RECORDS FOR PROCESSING —
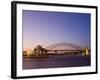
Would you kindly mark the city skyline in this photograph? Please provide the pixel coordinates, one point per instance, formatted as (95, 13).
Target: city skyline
(47, 28)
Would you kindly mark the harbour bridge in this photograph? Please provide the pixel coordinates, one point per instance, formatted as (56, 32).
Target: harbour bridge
(50, 50)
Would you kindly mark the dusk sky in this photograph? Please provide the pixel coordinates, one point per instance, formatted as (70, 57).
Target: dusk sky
(47, 28)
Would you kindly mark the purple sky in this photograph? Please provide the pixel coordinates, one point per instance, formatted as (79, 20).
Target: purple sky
(46, 28)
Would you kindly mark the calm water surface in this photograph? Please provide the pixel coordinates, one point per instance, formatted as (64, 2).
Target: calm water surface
(56, 61)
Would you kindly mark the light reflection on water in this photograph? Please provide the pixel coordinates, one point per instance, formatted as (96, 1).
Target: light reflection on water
(56, 61)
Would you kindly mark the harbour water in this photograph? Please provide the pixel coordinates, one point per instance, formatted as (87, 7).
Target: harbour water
(56, 61)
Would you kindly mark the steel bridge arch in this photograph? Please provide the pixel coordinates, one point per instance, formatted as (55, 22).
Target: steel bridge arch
(64, 44)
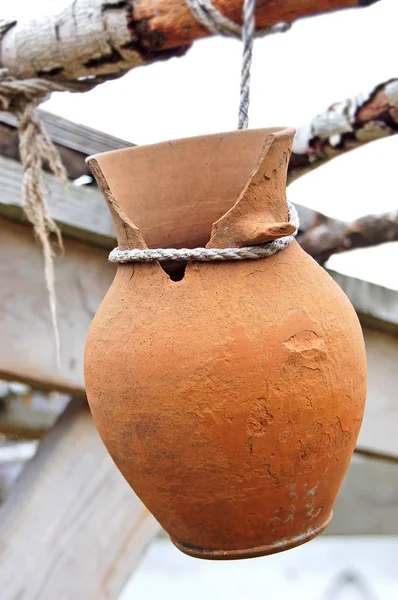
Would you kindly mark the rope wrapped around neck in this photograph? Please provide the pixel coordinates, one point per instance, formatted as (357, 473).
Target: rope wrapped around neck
(208, 254)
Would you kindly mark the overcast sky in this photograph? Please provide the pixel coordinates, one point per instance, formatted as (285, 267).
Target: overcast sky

TASK OBJECTIVE —
Write the lines above out again exactly, without any of their pictures.

OUTPUT BELOW —
Would you kindly mark the city skyline in this photograph? Please provide the pixel coordinates, one point per instance, formatted as (95, 13).
Target: city skyline
(47, 28)
Would you kindly mark the harbour bridge in this photograph? Please provide the pixel coordinates, one point per instance, formatted as (56, 32).
Target: harbour bridge
(50, 50)
Would you kindly mark the dusk sky in this photograph? Please provide the pixel coordinates, one point per instance, formatted as (70, 57).
Target: dusk sky
(47, 28)
Would you kindly mark the purple sky in this photograph? Please provide the pixel coordinates, one point per instance, formatted as (79, 20).
Target: purple sky
(46, 28)
Would you kindly mark the calm water surface in this photograph? Please provide the pixel coordinates, one point per instance, formatted as (64, 2).
Target: calm water surface
(56, 61)
Would you kindly mark the light reflection on water in this photograph? Please provide the pixel coordinates, one point per instance, formatted as (96, 1).
Target: light reflection on water
(56, 61)
Would you kindly mark the harbour water in this photograph? Please provide the pixel coordinates, one point per instance, formatted as (87, 7).
Target: harbour water
(56, 61)
Would you kindly mark the steel bridge arch in this photograph? Please provide the pixel coordinates, one point per instance, formatted as (55, 22).
Target: steel bridge arch
(64, 44)
Would you kindly mark the rope wrapped around neck in this photograph? Please provide the pixel coordinates, one point per instance, formatted as (357, 473).
Target: rope wrapped around neck
(208, 254)
Would you kindly mark the overcast sky in this photograph? Please provide the pixel coordinates, one point per instance, formatted as (285, 267).
Target: overcast sky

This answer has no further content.